> _AÇÕES NECESSÁRIAS_
(1) Reproduza, sem alterar nada, o trecho do texto sobre o Mopi que vai de "O Mopi é um" até "subsequentes contra eles.".
(2) De acordo com o texto sobre o Mopi, em que data ocorreu a inauguração inicial da plataforma?

> _TEXTO EM ESTUDO_
O monitoramento das ameaças que os povos tradicionais isolados enfrentam na Amazônia brasileira está prestes a se tornar mais fácil para ativistas e agências de direitos indígenas, graças a uma nova ferramenta de software desenvolvida por três organizações indígenas e disponibilizada on-line em setembro.
O Mopi é um mapa on-line interativo que reúne bancos de dados públicos, estatísticas governamentais e observações de campo e os consolida em um único espaço, fornecendo uma visão abrangente das terras dos povos indígenas isolados e dos fatores que ameaçam sua saúde e bem-estar. Sua localização é deliberadamente deslocada para evitar a identificação exata de seus territórios e quaisquer ataques subsequentes contra eles.
A plataforma ficou fora do ar logo após sua inauguração inicial, em 15 de agosto, devido a problemas técnicos, mas as operações foram retomadas em setembro. A data oficial de lançamento coincidiu com o que teria sido o 42º aniversário de Bruno Pereira, o defensor dos direitos indígenas que foi assassinado em junho de 2022 no Vale do Javari, na Amazônia, ao lado do jornalista britânico Dom Phillips.
Pereira, que foi o fundador do Opi (Observatório dos Direitos Humanos dos Povos Indígenas Isolados e de Recente Contato), foi um dos criadores do Mopi quando a ideia foi inicialmente concebida. As outras organizações envolvidas no lançamento do Mopi são a Coordenação das Organizações Indígenas da Amazônia Brasileira (Coiab) e a Operação Amazônia Nativa (Opan).
O mapa exibe os dados de propriedade de terra em toda a Floresta Amazônica, incluindo atualizações sobre os processos de demarcação de Terras Indígenas e a presença de Unidades de Conservação e propriedades rurais registradas. Também identifica os principais empreendimentos construídos, incluindo usinas hidrelétricas e operações de mineração, bem como áreas de desmatamento, degradação florestal e atividades ilegais, como caça, mineração e tráfico de drogas. Além disso, registra ações de proteção e vigilância em todo o bioma e atualizações de saúde de cada comunidade usando informações do Ministério da Saúde.
Elias dos Santos Bigio, defensor dos direitos indígenas e ex-coordenador da Funai (Fundação Nacional dos Povos Indígenas), disse que a ferramenta pode ser útil para que a Funai realize atividades de vigilância e proteção mais eficientes, especialmente porque o órgão continua a ter pessoal e recursos limitados. “Essas parcerias [com organizações indígenas] são bem-vindas”, disse ele à Mongabay. “São pessoas que também são movidas pelo propósito de defender os direitos indígenas.”

> _LINHAS FORNECIDAS_
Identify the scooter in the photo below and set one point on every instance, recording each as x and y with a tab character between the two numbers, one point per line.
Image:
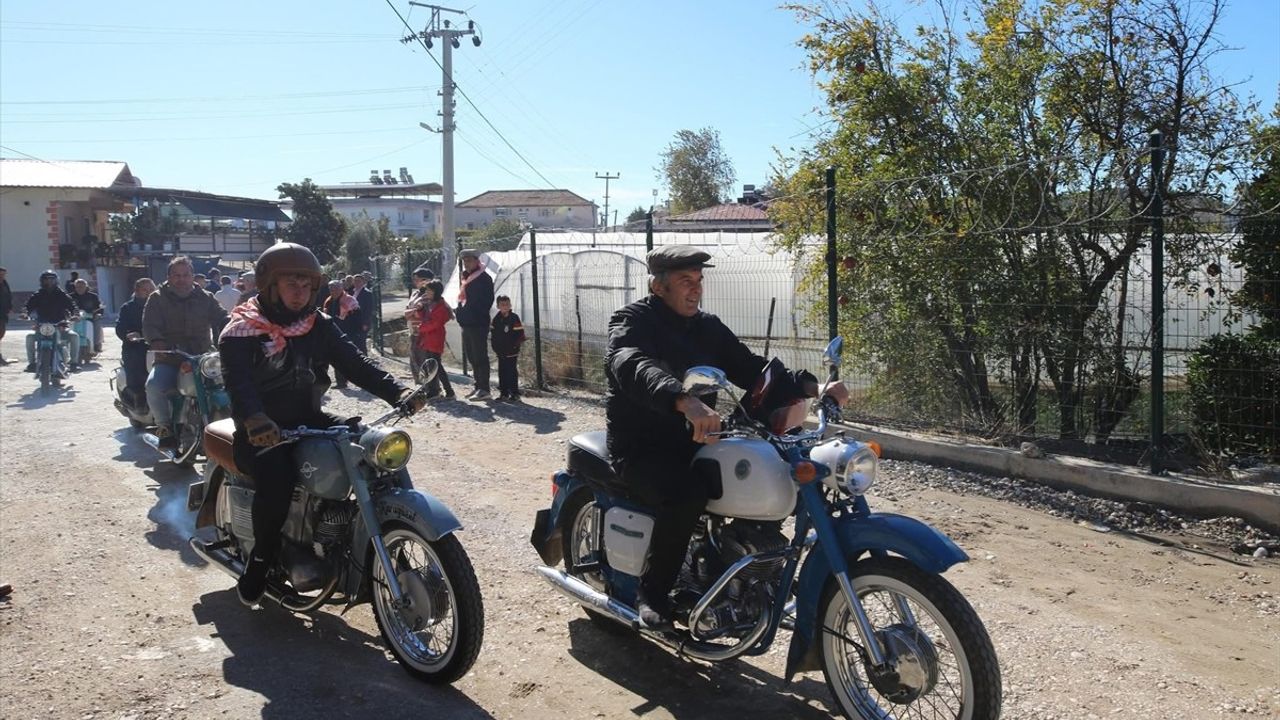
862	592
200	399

==

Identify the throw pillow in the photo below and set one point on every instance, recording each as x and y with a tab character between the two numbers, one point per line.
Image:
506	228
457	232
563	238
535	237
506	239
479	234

> _RESPOSTAS ESCRITAS_
(1)
O Mopi é um mapa on-line interativo que reúne bancos de dados públicos, estatísticas governamentais e observações de campo e os consolida em um único espaço, fornecendo uma visão abrangente das terras dos povos indígenas isolados e dos fatores que ameaçam sua saúde e bem-estar. Sua localização é deliberadamente deslocada para evitar a identificação exata de seus territórios e quaisquer ataques subsequentes contra eles.

(2) Em 15 de agosto.